* [TASK GOAL] Reproduce the records exactly, beginning with their first line and ending with the line that contains "box: [0, 245, 296, 266]", and output nothing more.

%%

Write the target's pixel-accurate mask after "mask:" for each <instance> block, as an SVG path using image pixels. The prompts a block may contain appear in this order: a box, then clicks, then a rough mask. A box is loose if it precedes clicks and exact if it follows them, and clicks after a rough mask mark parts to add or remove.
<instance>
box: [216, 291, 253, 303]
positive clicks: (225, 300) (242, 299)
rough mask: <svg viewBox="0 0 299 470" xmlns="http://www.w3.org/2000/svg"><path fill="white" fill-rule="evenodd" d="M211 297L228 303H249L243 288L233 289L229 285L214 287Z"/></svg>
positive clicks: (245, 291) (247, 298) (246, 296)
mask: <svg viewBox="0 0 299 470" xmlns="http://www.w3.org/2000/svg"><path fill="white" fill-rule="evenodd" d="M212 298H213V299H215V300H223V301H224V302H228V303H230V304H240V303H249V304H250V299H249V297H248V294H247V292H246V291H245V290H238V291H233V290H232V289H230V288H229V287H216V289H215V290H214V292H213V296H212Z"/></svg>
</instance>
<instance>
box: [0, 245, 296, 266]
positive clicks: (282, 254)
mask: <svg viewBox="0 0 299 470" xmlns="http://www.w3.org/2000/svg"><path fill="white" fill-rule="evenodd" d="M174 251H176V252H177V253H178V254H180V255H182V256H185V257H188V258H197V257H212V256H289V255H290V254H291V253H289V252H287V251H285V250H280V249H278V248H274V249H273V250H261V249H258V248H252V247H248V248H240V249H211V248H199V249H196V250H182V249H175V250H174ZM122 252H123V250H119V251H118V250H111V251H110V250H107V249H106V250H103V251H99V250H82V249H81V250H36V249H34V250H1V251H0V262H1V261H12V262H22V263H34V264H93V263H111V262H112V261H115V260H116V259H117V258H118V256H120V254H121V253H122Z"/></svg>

%%

* [ANSWER]
Write the target's pixel-accurate mask after "mask:" for each <instance> block, as an SVG path using image pixels. The prompts a block may contain appear in this order: a box, then clicks, then a rough mask. A box is loose if it precedes clicks and exact if it follows them, and clicks after a rough mask mark parts to add or remove.
<instance>
box: [216, 291, 253, 303]
positive clicks: (225, 300) (242, 299)
rough mask: <svg viewBox="0 0 299 470" xmlns="http://www.w3.org/2000/svg"><path fill="white" fill-rule="evenodd" d="M211 297L228 303H249L243 288L233 289L229 285L214 287Z"/></svg>
positive clicks: (245, 291) (247, 298) (246, 296)
mask: <svg viewBox="0 0 299 470" xmlns="http://www.w3.org/2000/svg"><path fill="white" fill-rule="evenodd" d="M212 298H213V299H215V300H223V301H224V302H228V303H230V304H240V303H249V304H250V299H249V297H248V294H247V292H246V291H245V290H238V291H233V290H232V289H230V288H229V287H216V289H215V290H214V292H213V296H212Z"/></svg>
</instance>
<instance>
box: [0, 245, 296, 266]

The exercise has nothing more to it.